● **Your task**
Find every line in the entries below that contains the word "surface", and copy each of those lines.

[Stored items]
****
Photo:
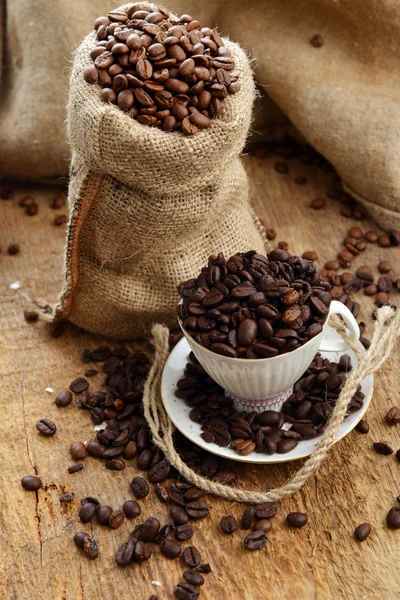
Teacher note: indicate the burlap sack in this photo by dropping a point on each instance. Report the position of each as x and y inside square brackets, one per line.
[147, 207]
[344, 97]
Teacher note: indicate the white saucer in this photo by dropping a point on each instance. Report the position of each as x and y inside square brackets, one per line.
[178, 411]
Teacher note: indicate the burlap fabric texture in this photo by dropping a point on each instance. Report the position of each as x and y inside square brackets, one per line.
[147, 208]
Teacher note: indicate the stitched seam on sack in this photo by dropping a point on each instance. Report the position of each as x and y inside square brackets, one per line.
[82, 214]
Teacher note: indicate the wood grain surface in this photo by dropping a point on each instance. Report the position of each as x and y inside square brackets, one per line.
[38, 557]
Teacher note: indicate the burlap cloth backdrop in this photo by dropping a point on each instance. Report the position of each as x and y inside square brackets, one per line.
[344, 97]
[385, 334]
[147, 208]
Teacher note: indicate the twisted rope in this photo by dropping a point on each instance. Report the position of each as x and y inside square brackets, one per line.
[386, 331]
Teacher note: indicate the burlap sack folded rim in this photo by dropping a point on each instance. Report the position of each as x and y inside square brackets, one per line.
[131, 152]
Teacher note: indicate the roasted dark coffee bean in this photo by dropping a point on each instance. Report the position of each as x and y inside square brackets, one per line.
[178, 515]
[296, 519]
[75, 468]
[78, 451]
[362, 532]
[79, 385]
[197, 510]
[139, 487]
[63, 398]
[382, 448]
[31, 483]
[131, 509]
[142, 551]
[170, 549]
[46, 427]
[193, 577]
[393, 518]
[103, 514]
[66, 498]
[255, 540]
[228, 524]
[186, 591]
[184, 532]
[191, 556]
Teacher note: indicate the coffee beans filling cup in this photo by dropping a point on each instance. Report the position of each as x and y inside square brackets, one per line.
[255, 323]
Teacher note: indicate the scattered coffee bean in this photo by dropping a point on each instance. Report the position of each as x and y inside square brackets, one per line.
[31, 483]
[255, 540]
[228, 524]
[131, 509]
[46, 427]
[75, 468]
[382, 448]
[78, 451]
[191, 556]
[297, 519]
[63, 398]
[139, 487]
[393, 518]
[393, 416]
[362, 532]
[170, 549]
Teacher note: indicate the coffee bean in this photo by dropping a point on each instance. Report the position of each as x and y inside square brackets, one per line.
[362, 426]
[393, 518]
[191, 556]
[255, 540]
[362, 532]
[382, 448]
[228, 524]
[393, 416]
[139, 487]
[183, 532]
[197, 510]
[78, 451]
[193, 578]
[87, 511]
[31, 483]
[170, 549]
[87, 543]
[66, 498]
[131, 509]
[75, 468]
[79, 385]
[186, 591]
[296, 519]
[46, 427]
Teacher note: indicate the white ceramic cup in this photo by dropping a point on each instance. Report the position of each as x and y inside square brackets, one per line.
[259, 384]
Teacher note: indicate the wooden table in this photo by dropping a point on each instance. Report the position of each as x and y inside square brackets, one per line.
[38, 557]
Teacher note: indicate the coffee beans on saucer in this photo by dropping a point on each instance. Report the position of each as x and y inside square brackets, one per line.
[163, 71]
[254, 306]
****
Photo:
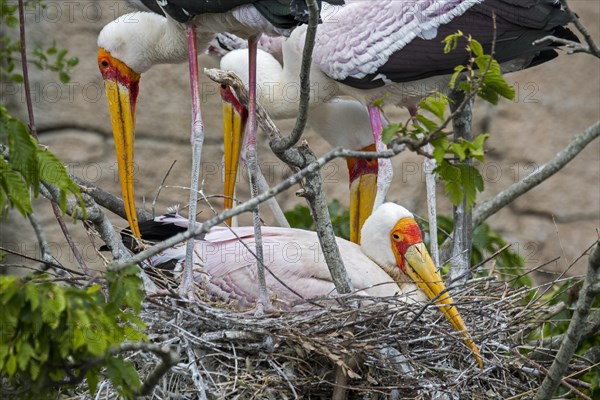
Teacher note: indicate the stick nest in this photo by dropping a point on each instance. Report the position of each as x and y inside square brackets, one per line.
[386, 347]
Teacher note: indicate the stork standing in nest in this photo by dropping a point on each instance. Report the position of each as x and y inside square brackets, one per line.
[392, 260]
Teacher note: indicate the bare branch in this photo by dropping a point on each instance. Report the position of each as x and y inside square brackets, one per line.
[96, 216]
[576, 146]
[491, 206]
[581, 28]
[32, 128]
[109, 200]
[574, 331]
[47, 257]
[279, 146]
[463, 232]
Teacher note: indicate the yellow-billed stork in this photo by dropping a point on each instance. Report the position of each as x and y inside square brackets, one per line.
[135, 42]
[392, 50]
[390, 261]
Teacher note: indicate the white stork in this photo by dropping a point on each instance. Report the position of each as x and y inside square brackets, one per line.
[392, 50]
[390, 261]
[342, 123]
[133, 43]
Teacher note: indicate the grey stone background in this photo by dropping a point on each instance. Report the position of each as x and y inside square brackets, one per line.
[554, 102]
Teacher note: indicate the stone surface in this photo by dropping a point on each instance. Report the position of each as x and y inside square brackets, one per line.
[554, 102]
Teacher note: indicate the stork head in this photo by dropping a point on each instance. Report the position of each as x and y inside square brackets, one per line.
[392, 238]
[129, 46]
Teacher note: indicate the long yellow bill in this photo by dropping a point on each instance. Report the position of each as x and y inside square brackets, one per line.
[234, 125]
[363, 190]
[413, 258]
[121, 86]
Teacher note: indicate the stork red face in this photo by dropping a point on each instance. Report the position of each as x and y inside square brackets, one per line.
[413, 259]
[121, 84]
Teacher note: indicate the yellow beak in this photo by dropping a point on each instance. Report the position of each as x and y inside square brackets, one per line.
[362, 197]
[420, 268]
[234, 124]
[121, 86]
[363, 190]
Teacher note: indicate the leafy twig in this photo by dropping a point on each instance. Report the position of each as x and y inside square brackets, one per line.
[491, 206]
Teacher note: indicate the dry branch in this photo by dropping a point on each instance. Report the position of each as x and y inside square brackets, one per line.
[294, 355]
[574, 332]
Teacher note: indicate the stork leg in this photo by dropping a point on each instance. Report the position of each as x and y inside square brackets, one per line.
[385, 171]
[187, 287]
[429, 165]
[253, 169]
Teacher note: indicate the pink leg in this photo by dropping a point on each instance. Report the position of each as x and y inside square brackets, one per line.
****
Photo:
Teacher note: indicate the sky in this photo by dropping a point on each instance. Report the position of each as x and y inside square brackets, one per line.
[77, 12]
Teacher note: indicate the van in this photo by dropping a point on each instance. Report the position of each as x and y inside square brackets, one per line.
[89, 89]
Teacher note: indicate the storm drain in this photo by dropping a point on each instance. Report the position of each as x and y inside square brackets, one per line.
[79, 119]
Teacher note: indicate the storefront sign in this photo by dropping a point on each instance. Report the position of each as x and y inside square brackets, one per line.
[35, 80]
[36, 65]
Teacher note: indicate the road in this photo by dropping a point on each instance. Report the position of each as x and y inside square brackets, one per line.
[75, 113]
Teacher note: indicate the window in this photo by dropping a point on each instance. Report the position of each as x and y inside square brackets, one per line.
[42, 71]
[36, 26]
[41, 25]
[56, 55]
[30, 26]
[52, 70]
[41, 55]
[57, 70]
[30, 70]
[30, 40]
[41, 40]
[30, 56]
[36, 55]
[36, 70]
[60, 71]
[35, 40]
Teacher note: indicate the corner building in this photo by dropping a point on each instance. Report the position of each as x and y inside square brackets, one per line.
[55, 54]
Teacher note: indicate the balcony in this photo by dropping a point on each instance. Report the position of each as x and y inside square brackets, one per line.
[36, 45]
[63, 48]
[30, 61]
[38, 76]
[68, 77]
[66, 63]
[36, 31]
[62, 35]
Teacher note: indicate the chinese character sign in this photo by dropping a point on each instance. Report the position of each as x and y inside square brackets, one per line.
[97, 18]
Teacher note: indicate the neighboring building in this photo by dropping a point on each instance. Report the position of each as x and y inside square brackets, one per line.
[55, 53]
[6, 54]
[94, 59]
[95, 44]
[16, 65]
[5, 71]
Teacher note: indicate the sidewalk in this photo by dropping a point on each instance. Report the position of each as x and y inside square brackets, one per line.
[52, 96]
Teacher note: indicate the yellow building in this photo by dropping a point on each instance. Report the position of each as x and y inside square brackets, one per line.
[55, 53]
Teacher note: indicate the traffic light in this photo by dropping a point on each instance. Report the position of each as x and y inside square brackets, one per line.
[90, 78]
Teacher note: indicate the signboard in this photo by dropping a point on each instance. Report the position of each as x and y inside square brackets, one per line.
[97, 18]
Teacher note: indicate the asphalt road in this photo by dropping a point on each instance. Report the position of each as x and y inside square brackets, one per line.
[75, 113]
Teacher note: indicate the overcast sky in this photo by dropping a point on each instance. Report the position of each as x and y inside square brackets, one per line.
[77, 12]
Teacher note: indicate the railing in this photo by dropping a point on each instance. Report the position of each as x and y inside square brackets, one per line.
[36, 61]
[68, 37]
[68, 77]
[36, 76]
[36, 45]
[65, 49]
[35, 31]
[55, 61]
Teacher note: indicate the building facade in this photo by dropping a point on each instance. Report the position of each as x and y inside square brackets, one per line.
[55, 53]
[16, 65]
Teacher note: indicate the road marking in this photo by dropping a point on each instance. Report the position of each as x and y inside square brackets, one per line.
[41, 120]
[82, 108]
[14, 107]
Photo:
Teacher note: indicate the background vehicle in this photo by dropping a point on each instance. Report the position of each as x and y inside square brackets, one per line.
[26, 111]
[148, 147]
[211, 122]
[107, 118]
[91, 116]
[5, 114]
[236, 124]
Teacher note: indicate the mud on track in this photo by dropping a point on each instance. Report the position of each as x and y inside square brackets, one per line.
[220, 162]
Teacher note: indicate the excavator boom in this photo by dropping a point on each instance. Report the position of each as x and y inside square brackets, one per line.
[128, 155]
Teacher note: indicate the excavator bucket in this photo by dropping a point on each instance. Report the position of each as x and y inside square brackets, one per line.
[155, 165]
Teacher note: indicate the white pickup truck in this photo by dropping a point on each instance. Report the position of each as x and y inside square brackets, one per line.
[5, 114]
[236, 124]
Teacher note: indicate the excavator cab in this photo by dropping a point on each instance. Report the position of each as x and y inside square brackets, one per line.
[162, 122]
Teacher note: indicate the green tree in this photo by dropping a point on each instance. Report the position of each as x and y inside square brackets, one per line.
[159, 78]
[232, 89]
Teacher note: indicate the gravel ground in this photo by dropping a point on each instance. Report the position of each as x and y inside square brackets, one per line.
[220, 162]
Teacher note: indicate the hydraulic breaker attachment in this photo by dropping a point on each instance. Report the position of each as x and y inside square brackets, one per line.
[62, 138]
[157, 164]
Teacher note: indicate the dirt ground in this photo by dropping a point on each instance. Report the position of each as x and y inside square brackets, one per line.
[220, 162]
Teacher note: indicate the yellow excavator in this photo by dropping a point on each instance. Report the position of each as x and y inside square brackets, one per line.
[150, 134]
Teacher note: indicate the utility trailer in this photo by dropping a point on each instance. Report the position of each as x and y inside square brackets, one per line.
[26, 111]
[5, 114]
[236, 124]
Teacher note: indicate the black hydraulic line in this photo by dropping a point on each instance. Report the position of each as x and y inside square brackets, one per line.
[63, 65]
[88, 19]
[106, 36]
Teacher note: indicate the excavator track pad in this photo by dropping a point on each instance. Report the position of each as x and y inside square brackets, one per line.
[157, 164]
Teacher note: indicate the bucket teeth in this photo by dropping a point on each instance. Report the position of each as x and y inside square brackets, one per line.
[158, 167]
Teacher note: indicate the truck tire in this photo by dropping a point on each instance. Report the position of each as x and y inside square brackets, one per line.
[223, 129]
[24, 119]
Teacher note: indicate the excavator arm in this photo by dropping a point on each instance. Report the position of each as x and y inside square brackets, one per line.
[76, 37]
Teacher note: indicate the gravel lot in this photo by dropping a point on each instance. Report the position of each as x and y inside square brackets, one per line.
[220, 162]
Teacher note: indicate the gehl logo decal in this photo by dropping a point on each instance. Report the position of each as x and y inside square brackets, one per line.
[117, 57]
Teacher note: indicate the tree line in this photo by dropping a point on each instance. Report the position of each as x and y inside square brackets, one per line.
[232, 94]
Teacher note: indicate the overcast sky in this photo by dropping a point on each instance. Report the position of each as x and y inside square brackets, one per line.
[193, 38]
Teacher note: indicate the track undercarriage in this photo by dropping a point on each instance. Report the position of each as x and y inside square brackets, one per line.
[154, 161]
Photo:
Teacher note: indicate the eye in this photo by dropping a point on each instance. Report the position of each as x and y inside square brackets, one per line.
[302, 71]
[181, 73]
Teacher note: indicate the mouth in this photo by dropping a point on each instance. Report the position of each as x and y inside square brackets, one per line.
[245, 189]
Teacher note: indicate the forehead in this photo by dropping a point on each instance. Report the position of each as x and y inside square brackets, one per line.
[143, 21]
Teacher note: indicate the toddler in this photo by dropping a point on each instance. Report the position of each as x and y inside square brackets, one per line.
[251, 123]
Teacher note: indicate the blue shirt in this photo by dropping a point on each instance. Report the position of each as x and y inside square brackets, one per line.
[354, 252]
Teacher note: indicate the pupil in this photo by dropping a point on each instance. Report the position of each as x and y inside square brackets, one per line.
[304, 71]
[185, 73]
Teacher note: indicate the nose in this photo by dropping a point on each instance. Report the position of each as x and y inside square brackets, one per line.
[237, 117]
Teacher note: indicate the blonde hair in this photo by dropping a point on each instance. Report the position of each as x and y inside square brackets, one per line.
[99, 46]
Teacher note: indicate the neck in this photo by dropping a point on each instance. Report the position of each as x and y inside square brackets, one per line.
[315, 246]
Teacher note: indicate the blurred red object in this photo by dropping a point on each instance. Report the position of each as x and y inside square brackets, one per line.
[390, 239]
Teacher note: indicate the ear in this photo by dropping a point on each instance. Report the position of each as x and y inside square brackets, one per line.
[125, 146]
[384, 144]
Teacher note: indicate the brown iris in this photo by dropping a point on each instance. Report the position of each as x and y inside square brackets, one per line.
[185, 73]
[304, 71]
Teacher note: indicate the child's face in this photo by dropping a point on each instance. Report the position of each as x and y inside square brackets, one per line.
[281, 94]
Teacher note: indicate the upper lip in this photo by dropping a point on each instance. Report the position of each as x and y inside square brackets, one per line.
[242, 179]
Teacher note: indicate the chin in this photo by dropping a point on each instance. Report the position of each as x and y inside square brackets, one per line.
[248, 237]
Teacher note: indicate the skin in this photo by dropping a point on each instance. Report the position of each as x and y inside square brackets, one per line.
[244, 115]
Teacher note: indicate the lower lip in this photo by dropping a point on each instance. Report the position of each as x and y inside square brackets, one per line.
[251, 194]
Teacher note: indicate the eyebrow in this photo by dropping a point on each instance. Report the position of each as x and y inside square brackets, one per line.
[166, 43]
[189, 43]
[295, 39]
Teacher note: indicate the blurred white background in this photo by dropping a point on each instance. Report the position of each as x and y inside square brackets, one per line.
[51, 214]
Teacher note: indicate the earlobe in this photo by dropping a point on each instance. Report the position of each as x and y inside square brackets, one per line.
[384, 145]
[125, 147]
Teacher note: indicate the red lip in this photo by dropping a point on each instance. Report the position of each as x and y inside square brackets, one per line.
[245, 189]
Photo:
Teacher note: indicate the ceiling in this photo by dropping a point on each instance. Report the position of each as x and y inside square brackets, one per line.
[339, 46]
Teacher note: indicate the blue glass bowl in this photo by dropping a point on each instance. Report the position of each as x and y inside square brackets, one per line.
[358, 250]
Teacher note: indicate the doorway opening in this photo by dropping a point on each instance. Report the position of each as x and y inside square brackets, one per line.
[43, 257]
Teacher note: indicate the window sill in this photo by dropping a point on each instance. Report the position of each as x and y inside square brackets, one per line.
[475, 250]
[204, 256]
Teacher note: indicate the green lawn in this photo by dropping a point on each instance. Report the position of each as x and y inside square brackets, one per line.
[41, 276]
****
● **Written solution**
Teacher note: indicate the wood grain surface in this photo by dropping a point on each instance. Report the position of each as x and y inside square brackets, one per line.
Teacher note: indicate the stone surface in this photo by dropping a point on each instance. Report the position of each as x and y inside square brackets, one per line.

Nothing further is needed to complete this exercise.